* Exercise brief: Please find each line in the rows below that contains the string "roof" and copy those lines out. Matching is case-sensitive.
§ §
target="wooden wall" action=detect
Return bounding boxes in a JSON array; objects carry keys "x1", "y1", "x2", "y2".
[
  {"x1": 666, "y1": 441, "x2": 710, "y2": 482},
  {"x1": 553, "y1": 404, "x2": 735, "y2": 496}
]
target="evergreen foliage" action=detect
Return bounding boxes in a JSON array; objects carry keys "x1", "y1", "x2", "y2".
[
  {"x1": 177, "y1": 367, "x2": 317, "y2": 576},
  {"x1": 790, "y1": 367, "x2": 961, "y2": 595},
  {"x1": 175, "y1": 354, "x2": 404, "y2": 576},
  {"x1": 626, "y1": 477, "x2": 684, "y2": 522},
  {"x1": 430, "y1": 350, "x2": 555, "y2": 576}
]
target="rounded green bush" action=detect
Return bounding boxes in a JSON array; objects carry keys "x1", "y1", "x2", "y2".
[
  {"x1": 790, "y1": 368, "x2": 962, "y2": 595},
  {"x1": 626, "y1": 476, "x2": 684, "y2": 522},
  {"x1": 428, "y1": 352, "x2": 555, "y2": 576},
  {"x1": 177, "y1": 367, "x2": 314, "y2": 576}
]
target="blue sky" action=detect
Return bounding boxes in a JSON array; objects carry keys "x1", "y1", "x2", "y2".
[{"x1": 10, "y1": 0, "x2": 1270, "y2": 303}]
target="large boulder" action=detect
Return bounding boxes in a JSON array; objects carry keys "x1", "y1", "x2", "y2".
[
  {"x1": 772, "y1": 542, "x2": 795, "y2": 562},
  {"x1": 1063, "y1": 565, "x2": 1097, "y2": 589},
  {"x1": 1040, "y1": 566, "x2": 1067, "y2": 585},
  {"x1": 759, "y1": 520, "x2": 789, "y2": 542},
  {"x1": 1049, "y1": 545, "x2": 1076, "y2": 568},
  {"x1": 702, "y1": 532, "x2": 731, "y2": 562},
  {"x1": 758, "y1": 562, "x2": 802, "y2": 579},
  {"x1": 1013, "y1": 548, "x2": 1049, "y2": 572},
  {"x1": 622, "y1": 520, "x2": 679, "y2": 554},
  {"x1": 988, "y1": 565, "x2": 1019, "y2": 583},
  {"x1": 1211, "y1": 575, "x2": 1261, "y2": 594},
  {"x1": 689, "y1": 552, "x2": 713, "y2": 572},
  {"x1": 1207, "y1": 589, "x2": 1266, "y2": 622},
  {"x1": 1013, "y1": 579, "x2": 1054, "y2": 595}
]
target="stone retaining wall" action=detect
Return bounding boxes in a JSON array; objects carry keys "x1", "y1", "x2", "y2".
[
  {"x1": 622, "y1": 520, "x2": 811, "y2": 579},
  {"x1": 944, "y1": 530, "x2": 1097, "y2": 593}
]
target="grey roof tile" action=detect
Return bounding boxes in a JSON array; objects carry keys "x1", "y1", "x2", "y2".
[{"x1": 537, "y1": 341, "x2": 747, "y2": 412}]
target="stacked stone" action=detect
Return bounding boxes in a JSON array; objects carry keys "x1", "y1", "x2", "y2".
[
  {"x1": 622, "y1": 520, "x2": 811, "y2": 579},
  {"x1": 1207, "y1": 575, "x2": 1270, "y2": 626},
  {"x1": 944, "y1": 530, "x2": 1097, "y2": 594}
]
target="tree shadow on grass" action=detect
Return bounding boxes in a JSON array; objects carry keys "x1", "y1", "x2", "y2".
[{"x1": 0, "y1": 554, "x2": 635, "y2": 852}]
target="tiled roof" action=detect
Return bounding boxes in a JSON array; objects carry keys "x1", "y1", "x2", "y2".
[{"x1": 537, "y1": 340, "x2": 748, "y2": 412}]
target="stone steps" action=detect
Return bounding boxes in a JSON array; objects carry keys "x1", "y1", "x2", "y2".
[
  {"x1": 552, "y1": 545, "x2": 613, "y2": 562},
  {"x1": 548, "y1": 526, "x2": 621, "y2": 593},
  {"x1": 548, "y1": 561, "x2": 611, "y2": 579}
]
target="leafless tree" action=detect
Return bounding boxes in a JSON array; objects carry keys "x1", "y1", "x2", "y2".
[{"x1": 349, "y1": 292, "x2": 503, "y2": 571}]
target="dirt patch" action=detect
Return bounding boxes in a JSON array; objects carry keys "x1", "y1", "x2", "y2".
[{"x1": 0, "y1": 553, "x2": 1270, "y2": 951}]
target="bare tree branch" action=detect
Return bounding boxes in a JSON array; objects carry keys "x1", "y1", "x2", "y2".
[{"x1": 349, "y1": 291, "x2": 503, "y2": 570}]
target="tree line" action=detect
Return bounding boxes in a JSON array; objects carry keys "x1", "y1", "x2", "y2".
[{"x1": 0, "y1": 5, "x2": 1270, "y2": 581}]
§ §
* The result:
target="grey roof tile" action=detect
target="tiled roof" action=detect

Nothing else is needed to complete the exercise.